* **PROMPT**
Output the rows below as a two-column CSV with the headers instruction and output, one line per row. Put each row's text and its complete answer in a single quoted field each, and turn any line breaks into spaces.

* **MATERIAL FOR THE TASK**
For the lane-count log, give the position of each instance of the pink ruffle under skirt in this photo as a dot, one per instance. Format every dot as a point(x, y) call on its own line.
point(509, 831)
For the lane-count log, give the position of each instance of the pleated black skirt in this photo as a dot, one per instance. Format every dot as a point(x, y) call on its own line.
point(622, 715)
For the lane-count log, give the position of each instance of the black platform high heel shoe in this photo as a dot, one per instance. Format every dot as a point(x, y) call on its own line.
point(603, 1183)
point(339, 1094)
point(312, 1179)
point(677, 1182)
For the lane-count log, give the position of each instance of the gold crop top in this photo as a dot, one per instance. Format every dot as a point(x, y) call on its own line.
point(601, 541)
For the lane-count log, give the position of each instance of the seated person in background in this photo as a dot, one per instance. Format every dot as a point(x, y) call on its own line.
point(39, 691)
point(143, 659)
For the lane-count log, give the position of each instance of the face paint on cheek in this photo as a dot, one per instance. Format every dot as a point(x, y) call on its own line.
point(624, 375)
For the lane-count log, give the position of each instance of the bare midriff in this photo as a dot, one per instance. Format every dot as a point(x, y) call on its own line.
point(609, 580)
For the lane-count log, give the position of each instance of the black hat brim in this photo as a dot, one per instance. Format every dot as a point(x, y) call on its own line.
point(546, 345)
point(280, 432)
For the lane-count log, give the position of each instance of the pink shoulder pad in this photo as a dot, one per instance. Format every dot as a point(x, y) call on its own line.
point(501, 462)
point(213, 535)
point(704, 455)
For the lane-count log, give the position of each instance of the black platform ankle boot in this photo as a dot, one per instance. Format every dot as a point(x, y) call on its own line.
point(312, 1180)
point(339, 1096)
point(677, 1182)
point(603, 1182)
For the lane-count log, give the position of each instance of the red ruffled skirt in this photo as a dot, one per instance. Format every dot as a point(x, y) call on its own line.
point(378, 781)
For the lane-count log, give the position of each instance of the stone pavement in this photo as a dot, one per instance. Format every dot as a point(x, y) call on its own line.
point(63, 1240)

* **COMPLETED EXERCISE**
instruction,output
"For the lane-count log, give the position of each instance of the pink ruffle under skirt in this photo as a dot, one per instance. Format every dot as a point(x, y) call on its own line.","point(509, 831)"
"For the lane-count log, give the position of each instance of the pleated black skirt in this photo as a dot, one per instance. Format every dot as a point(x, y) call on its own line.","point(622, 715)"
"For the lane-count log, give the position of each instance of the black platform high heel shoe in this photo as a dot, one per instance. Format every dot as a point(x, y) call on its own line.","point(603, 1183) point(339, 1094) point(312, 1179) point(677, 1182)"
"For the lane-count log, give the position of each instance of the gold crop top in this photo as a dot, one per instance. Format every dot as a point(x, y) call on its own line.","point(601, 541)"
"For the lane-count log, give the position of each instance of the seated person in background in this photo as a dot, one per instance. Format every dot as a point(x, y) call on its own line.","point(39, 691) point(143, 659)"
"For the lane-count log, give the position of each instance of the face paint on cheek in this photo as a dot, one per instance. Format every dot as a point(x, y) call on its own line.","point(624, 375)"
"For the lane-count log, give the position of each instance of the bare midriff in this photo as a dot, one per instance. Format every dot as a point(x, y) call on its own line.","point(609, 580)"
"For the lane-count log, give the position of each instance of the black hat brim in this photo as a dot, one per instance. Format every dot as a point(x, y) call on its own line.","point(546, 345) point(280, 432)"
"For the lane-count log, give the position of each instance of the pink shoulder pad in this photo as a dot, one per instance. Format every dot as a point(x, y) call on its own line.","point(501, 462) point(213, 535) point(704, 455)"
"For the lane-count log, give the position of each instance of the black platform ankle boot in this photo as a dot, one per instance. Format every dot as a point(x, y) call on its own line.","point(312, 1180) point(339, 1096) point(677, 1182) point(603, 1182)"
"For the lane-count log, give the position of each instance of the red ruffled skirt in this photo as a dot, one per instance. Format every dot as a point(x, y) call on its own line.","point(378, 781)"
"For the lane-count log, give the position of each instance of the stone pavement in this photo as a dot, one per instance. Format every dot as a point(x, y) call on its own line.","point(63, 1240)"